— Source excerpt —

□ □ □

I would like to stress that just because Leach hasn’t produced NFL success doesn’t mean that he’s not successful. Typically, Texas Tech doesn’t get the guys with measurables, but that sure as hell doesn’t mean that whoever he recruits can’t play quarterback. I don’t know that Seth Doege or Jacob Karam or Scotty Young will ever be drafted, hell I have no idea if they’ll even been successful college quarterbacks. What I can say is that Leach has shown a propensity to make seemingly lowly rated quarterback prospects into collegiate winners. I have idea as to the star rating for guys like Kingsbury, Cumbie, Symons, or Hodges, but I don’t think that it’s so crazy to think that these guys weren’t going to stick on an NFL roster.
Snip
It seems as if the elite programs typically get quarterbacks with those measurables, but that doesn’t mean that there aren’t guys who are 6-0 or 6-2 that maybe weigh 190 with pretty good arms and an extreme ability to quckly read a defense can’t or shouldn’t play college football.
Ask any Missouri or Kansas fan if they would trade Chase Daniel or Todd Reesing for Kansas State’s Josh Freeman (apologies to BOTC).
I think most of us realize, and trust me when I say that there are plenty of Texas Tech fans that have a similar love/hate relationship with Leach. King is not alone in his stance, I can assure him of that, but he’s damned good at what he does
Go Raiders . . .
Double-T Nation
Thanks, Seth
I appreciate the thoroughness and the tone of your response. As I say, I know I’m being contrary, but I tried to give credit where credit was due and focus on specific criticisms (with the obligatory shots at his non-conference schedule and weight, of course). Thanks for addressing them in the manner that you did.
Go 'Dawgs!
The reason Harrell didn't get drafted
Is because his arm strength is poor. Reading a defense won’t matter if you cannot make the throw.

□ □ □

Reproduce the section of the Texas Tech discussion that starts at the words "I think most" and ends after the words "Raiders . . .". The material that comes next is separate from the Texas Tech discussion.

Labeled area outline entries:
□ □ □

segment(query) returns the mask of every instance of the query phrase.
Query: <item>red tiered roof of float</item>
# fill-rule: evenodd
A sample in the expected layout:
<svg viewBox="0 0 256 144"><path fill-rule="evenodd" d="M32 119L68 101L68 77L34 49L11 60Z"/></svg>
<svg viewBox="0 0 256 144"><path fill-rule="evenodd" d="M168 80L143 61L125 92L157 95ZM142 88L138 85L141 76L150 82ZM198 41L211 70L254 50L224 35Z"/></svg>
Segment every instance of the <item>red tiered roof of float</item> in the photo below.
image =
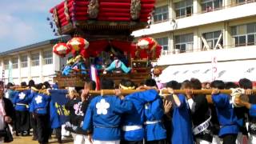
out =
<svg viewBox="0 0 256 144"><path fill-rule="evenodd" d="M99 25L131 30L142 29L148 25L147 21L150 18L155 3L155 0L140 0L139 18L133 20L130 14L131 0L98 0L98 13L97 18L92 19L88 14L90 2L66 0L50 10L55 22L58 22L58 28L62 30L62 34L69 34L70 29L76 25L82 25L85 29L98 29L97 26ZM107 26L106 22L110 23Z"/></svg>

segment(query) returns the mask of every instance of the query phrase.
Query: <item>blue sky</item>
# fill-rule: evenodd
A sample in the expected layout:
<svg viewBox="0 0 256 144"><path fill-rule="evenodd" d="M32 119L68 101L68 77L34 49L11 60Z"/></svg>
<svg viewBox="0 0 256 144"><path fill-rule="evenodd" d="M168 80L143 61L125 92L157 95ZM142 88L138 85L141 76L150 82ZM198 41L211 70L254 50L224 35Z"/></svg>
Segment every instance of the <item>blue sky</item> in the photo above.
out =
<svg viewBox="0 0 256 144"><path fill-rule="evenodd" d="M55 38L49 10L62 0L0 0L0 52Z"/></svg>

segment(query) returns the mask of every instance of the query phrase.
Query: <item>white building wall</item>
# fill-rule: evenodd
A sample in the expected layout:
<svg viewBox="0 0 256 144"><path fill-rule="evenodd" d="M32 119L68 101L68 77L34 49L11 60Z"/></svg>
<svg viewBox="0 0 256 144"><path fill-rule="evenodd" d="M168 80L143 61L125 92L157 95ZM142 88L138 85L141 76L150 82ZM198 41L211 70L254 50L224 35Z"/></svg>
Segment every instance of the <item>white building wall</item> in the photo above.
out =
<svg viewBox="0 0 256 144"><path fill-rule="evenodd" d="M14 84L19 85L21 82L28 82L30 79L33 79L36 83L43 82L45 81L49 81L53 82L53 78L55 74L55 71L60 70L60 58L54 54L53 54L53 63L52 64L44 64L43 59L43 51L52 50L53 46L47 46L46 47L41 47L33 51L30 50L26 51L21 51L18 54L10 54L11 55L15 55L18 57L18 68L12 69L12 78ZM39 57L39 66L31 66L31 54L40 53ZM23 55L27 55L27 67L21 67L21 57ZM10 58L8 56L0 58L0 78L2 78L2 67L4 67L3 59ZM8 82L9 70L5 70L5 78L6 83Z"/></svg>
<svg viewBox="0 0 256 144"><path fill-rule="evenodd" d="M134 31L132 34L135 37L141 37L142 35L151 35L166 31L252 17L256 14L255 7L256 2L252 2L209 13L193 14L190 17L175 19L176 26L174 26L174 22L171 22L170 19L167 22L152 24L149 29Z"/></svg>

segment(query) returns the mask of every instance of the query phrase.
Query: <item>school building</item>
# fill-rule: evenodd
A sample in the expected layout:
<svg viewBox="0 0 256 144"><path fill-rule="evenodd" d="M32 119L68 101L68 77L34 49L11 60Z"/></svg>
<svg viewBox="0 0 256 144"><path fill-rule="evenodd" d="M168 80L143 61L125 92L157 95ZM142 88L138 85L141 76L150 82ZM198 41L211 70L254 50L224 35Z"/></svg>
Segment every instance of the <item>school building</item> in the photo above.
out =
<svg viewBox="0 0 256 144"><path fill-rule="evenodd" d="M148 35L163 46L160 79L256 81L255 0L157 0Z"/></svg>

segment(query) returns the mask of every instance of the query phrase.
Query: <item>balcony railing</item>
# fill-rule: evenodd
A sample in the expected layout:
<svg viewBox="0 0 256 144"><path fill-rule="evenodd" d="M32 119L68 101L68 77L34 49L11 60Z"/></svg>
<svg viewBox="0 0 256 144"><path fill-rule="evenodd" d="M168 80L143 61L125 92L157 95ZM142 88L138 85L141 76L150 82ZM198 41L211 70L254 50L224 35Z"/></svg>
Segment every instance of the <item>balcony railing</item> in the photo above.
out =
<svg viewBox="0 0 256 144"><path fill-rule="evenodd" d="M187 15L183 15L183 16L179 16L179 17L176 17L176 18L168 18L168 19L165 19L163 21L158 21L158 22L154 22L153 20L151 20L152 24L158 24L158 23L161 23L161 22L165 22L166 21L170 21L172 20L174 18L176 19L179 19L179 18L187 18L190 16L193 16L194 14L205 14L205 13L209 13L209 12L213 12L213 11L217 11L217 10L223 10L223 9L227 9L227 8L230 8L230 7L234 7L234 6L238 6L240 5L244 5L244 4L248 4L248 3L252 3L252 2L256 2L256 0L246 0L243 2L232 2L230 5L226 5L226 6L222 6L221 7L216 8L216 9L211 9L211 10L202 10L200 12L198 13L192 13ZM153 17L152 17L153 18Z"/></svg>
<svg viewBox="0 0 256 144"><path fill-rule="evenodd" d="M223 49L230 49L230 48L238 48L238 47L249 47L249 46L256 46L256 45L251 45L250 43L245 43L240 45L230 45L230 46L223 46L222 49L216 49L216 50L223 50ZM171 50L162 50L161 52L161 55L170 55L170 54L178 54L182 53L193 53L193 52L199 52L199 51L209 51L214 50L214 49L210 50L203 50L202 48L196 48L190 50L180 50L179 49L174 49Z"/></svg>

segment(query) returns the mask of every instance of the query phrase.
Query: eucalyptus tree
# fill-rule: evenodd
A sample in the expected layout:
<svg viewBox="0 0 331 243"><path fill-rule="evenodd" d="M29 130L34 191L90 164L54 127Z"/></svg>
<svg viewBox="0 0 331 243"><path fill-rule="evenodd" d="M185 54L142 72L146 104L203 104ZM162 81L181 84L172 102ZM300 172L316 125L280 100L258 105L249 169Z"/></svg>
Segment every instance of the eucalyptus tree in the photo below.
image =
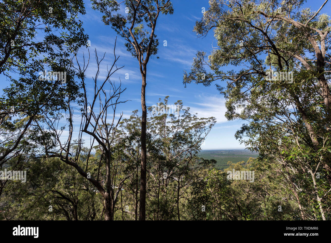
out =
<svg viewBox="0 0 331 243"><path fill-rule="evenodd" d="M192 179L189 173L197 163L201 146L216 120L214 117L199 118L191 114L189 107L183 107L181 101L170 105L168 98L166 96L163 102L160 99L157 105L148 108L151 117L148 131L152 141L156 142L155 146L160 156L164 157L152 163L149 173L153 183L157 185L153 188L158 207L163 200L168 203L164 205L164 211L175 206L175 215L180 220L181 199L184 198L186 188ZM159 211L158 208L157 212ZM166 214L161 213L161 215ZM162 219L157 214L156 219Z"/></svg>
<svg viewBox="0 0 331 243"><path fill-rule="evenodd" d="M87 36L77 18L85 13L80 0L5 0L0 9L0 73L10 84L0 97L1 163L21 149L36 120L63 108L66 94L77 95L70 56ZM46 69L66 72L65 80L43 75Z"/></svg>
<svg viewBox="0 0 331 243"><path fill-rule="evenodd" d="M145 219L146 201L146 122L147 109L145 99L147 64L150 58L158 51L159 40L155 34L160 14L172 14L170 0L91 0L93 8L104 14L102 20L111 25L127 42L125 46L137 58L142 77L141 162L139 200L140 220ZM120 13L125 10L126 15ZM145 25L147 26L145 27ZM157 58L158 58L158 57Z"/></svg>
<svg viewBox="0 0 331 243"><path fill-rule="evenodd" d="M74 168L81 176L95 187L102 197L103 213L106 220L114 219L118 194L124 182L130 176L123 176L120 173L120 169L123 166L119 163L117 153L120 151L115 146L117 128L123 115L122 112L119 117L117 117L117 105L126 102L119 100L120 95L125 89L122 89L120 82L118 84L110 79L112 75L124 66L117 65L119 57L115 53L116 47L115 43L114 61L103 77L99 77L99 74L105 54L99 59L95 51L97 70L93 78L94 92L91 100L85 73L89 65L89 55L88 60L83 57L82 63L76 57L76 64L74 67L81 83L79 90L82 93L81 98L71 100L70 96L68 97L66 112L63 115L67 120L64 125L61 124L63 121L60 117L54 119L48 116L39 126L41 132L51 142L44 146L45 154L42 157L59 158ZM79 130L76 131L74 128L75 117L77 115L77 109L80 112L78 115L80 117L80 122ZM64 138L62 134L66 127L68 135ZM86 147L83 146L83 136L85 136L89 138L90 142L88 151L82 158L81 152ZM66 140L65 142L64 139ZM94 153L95 154L93 155Z"/></svg>
<svg viewBox="0 0 331 243"><path fill-rule="evenodd" d="M310 181L323 219L331 185L330 20L319 13L326 2L314 12L303 0L210 1L194 30L201 36L213 30L217 46L208 60L198 52L184 76L185 85L226 82L216 85L226 116L249 123L237 138ZM320 173L328 188L316 182Z"/></svg>

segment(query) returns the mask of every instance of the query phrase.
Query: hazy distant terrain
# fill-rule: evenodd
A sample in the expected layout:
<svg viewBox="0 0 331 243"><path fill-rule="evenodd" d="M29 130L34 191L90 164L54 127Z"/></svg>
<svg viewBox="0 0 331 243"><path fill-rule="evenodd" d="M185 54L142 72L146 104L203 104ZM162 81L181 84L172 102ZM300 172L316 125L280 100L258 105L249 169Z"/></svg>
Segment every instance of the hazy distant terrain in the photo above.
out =
<svg viewBox="0 0 331 243"><path fill-rule="evenodd" d="M217 161L215 168L219 170L228 168L228 161L231 161L234 164L243 161L247 162L250 157L257 158L258 156L258 153L252 153L245 149L204 150L199 154L199 157L205 159L212 159Z"/></svg>

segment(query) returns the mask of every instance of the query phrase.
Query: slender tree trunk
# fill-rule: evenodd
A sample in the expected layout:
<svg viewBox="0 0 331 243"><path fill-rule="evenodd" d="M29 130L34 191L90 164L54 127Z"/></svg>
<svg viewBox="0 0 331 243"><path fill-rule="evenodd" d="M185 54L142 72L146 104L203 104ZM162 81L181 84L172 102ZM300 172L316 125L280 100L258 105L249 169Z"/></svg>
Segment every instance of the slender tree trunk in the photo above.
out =
<svg viewBox="0 0 331 243"><path fill-rule="evenodd" d="M147 110L145 100L146 88L146 68L144 73L142 74L142 82L141 85L141 163L140 168L140 194L139 204L139 220L145 220L146 214L146 122Z"/></svg>
<svg viewBox="0 0 331 243"><path fill-rule="evenodd" d="M318 195L318 190L317 188L317 184L316 183L316 181L315 179L315 174L313 173L312 171L309 169L309 172L311 175L311 179L312 179L313 182L314 183L314 189L315 190L315 193L316 194L316 198L317 199L317 202L318 204L318 206L319 208L319 210L321 212L321 215L322 216L322 218L323 220L326 220L325 216L324 213L324 210L322 205L322 198L320 197Z"/></svg>
<svg viewBox="0 0 331 243"><path fill-rule="evenodd" d="M77 204L74 204L73 206L73 217L74 217L75 220L78 220L78 215L77 214L77 207L78 206Z"/></svg>
<svg viewBox="0 0 331 243"><path fill-rule="evenodd" d="M285 162L285 161L284 160L284 159L282 157L282 160L283 161L283 164L284 165L285 168L286 170L286 172L287 173L287 175L289 177L289 180L290 180L290 182L291 183L289 183L292 186L292 189L293 190L293 192L294 193L294 195L295 195L295 197L297 198L297 202L298 203L298 205L299 206L299 209L300 210L300 213L301 215L301 218L304 220L305 220L306 219L306 217L305 216L305 214L304 213L304 210L303 208L301 205L301 203L300 202L300 199L299 198L299 196L298 194L298 193L297 192L297 189L295 188L295 186L294 185L294 183L293 183L293 181L292 180L292 177L291 176L291 174L290 174L290 172L289 171L288 168L287 168L287 166L286 165L286 163Z"/></svg>
<svg viewBox="0 0 331 243"><path fill-rule="evenodd" d="M180 220L179 215L179 178L178 178L178 188L177 189L177 214L178 215L178 220Z"/></svg>

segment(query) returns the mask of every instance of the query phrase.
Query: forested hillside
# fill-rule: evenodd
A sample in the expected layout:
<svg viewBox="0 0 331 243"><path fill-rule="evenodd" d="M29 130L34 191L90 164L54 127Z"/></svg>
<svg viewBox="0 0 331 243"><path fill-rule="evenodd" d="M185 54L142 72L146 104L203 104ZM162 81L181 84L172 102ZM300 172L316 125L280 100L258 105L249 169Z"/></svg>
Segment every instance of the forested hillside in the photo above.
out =
<svg viewBox="0 0 331 243"><path fill-rule="evenodd" d="M160 20L186 13L174 2L0 1L0 219L331 219L330 3L198 6L209 49L182 75L164 68L181 87L172 104L152 80L180 55L159 59ZM91 47L89 17L111 49ZM224 122L180 94L211 87L246 150L202 149Z"/></svg>

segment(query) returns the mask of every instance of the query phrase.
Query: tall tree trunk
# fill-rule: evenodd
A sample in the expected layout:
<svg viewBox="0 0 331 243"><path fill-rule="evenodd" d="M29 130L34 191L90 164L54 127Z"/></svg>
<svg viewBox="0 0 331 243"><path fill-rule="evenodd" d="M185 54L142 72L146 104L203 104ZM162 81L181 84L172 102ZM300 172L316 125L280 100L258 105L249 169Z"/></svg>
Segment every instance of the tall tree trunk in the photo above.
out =
<svg viewBox="0 0 331 243"><path fill-rule="evenodd" d="M142 74L142 82L141 85L141 163L140 168L140 194L139 203L139 220L145 220L146 214L146 121L147 110L145 100L145 90L146 88L146 68Z"/></svg>
<svg viewBox="0 0 331 243"><path fill-rule="evenodd" d="M105 192L104 195L104 211L105 213L105 220L113 220L112 207L110 195L108 192Z"/></svg>
<svg viewBox="0 0 331 243"><path fill-rule="evenodd" d="M178 187L177 188L177 214L178 216L178 220L180 220L180 217L179 215L179 189L180 188L180 187L179 185L179 176L178 176Z"/></svg>

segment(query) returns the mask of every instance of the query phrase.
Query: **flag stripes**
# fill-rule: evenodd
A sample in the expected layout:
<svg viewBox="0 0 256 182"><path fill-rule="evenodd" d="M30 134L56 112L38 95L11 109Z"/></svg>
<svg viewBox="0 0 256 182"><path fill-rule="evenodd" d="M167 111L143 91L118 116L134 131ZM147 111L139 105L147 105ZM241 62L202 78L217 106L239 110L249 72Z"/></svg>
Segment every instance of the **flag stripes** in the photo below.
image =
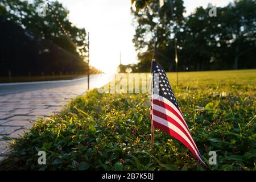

□ □ □

— Exercise output —
I think most of us realize, and trust me when I say that there are plenty of Texas Tech fans that have a similar love/hate relationship with Leach. King is not alone in his stance, I can assure him of that, but he’s damned good at what he does
Go Raiders . . .